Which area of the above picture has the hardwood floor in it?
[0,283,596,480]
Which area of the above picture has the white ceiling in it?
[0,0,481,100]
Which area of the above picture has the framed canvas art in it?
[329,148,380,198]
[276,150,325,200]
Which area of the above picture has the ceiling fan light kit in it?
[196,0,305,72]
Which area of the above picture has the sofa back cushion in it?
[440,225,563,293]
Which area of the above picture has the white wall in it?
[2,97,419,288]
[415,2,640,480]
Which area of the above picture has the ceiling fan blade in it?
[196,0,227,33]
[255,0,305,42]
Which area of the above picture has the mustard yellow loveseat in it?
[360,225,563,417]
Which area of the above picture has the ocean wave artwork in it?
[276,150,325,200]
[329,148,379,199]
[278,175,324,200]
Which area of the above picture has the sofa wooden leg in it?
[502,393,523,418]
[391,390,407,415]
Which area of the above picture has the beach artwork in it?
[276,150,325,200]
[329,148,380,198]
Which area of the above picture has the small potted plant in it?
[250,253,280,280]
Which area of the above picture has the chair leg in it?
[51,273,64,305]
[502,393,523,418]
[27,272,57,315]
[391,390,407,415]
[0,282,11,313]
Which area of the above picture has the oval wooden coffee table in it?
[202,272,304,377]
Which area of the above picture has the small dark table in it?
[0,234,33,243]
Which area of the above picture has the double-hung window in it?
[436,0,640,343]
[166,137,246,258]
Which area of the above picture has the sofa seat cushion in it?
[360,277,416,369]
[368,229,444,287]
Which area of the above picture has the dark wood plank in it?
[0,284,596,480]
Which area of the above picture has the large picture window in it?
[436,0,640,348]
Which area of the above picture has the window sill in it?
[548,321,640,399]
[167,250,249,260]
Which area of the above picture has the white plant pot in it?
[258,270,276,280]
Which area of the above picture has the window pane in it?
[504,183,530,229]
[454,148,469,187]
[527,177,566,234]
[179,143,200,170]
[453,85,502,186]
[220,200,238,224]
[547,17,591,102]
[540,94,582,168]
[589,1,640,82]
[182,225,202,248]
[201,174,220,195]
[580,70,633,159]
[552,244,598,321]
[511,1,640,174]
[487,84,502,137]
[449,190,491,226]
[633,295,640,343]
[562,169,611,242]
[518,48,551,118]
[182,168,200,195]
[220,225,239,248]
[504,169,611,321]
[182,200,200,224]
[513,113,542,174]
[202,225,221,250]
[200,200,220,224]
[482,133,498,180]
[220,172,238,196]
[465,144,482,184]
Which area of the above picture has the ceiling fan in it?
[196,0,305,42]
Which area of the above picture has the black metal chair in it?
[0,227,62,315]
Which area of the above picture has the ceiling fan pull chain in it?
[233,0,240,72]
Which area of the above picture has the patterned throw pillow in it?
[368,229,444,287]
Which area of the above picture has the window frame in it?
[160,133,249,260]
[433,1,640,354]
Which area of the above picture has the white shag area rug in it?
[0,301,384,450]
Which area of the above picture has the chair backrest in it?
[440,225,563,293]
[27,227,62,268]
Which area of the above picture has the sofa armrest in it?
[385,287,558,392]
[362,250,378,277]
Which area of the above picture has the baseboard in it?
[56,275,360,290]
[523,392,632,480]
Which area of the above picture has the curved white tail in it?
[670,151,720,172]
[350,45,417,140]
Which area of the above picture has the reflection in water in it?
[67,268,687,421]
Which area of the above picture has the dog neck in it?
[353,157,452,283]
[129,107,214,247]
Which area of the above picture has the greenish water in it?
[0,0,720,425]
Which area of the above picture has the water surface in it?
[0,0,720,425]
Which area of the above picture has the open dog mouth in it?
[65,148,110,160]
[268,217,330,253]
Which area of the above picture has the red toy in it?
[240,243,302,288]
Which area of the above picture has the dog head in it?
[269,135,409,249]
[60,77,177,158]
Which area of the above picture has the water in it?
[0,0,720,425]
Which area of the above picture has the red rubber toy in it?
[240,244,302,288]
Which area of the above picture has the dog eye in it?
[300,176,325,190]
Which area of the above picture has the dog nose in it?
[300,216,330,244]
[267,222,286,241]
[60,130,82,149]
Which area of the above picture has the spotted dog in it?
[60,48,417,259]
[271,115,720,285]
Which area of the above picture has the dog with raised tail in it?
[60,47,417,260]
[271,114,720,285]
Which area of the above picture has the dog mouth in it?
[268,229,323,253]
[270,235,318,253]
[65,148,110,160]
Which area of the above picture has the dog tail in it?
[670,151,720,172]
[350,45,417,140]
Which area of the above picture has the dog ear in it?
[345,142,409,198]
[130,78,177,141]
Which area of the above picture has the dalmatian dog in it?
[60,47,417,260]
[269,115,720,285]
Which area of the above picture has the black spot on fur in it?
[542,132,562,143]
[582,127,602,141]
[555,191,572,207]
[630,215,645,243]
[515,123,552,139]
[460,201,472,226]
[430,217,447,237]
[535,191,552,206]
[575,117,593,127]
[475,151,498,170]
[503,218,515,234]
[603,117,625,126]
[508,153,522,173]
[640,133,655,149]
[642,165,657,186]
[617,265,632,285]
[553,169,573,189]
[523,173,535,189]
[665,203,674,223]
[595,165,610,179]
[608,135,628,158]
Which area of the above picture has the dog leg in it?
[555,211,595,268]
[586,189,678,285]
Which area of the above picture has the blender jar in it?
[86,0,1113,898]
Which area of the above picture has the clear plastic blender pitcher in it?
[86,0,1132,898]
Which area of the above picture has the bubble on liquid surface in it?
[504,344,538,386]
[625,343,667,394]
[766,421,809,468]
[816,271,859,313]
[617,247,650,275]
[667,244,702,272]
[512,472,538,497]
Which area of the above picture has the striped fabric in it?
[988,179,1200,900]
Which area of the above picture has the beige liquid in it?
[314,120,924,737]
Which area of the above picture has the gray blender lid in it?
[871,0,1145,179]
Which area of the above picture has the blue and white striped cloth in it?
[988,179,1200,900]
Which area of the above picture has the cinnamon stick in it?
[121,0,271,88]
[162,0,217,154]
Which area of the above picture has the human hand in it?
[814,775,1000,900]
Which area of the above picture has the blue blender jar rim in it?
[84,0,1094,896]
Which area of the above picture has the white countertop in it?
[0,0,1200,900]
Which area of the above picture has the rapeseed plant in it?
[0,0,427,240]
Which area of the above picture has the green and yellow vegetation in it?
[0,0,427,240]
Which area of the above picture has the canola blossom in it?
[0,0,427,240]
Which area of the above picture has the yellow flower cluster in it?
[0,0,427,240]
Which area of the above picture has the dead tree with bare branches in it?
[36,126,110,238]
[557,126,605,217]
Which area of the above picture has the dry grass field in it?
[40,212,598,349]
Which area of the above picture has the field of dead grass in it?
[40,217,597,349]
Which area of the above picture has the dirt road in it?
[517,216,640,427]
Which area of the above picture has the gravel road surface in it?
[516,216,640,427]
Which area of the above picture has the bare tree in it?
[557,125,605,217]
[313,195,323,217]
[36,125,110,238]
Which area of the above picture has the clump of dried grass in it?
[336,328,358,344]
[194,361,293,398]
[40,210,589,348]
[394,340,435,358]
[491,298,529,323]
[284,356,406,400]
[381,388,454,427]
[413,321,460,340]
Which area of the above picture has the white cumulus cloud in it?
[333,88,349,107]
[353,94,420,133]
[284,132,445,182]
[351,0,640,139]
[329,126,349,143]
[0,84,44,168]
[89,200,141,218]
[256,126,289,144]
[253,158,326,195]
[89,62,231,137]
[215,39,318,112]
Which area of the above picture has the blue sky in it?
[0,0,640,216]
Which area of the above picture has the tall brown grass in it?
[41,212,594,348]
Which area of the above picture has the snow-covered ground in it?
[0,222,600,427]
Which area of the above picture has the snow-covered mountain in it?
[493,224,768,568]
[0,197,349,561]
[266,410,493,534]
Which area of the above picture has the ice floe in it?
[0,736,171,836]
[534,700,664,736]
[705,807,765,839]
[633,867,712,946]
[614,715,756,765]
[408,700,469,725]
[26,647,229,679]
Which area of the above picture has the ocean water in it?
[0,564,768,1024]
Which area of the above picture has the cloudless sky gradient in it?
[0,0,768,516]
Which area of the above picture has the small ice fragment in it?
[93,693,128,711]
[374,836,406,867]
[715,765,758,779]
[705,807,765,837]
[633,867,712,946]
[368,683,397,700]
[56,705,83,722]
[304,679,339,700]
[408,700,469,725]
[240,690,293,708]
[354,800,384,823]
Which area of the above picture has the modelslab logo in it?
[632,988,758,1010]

# EXERCISE REQUIREMENTS
From the data above, copy out every line from the one containing "Which area of the above picture has the dark" through the one containing "[258,270,276,280]", including both of those lines, and reproduce each one unchanged.

# WRITTEN ANSWER
Which area of the above picture has the dark wood plank in it?
[0,284,596,480]
Which area of the above picture has the large picture window in it?
[436,0,640,348]
Which area of the above picture has the window sill in it?
[548,321,640,399]
[167,250,249,260]
Which area of the above picture has the white plant pot in it?
[258,270,276,280]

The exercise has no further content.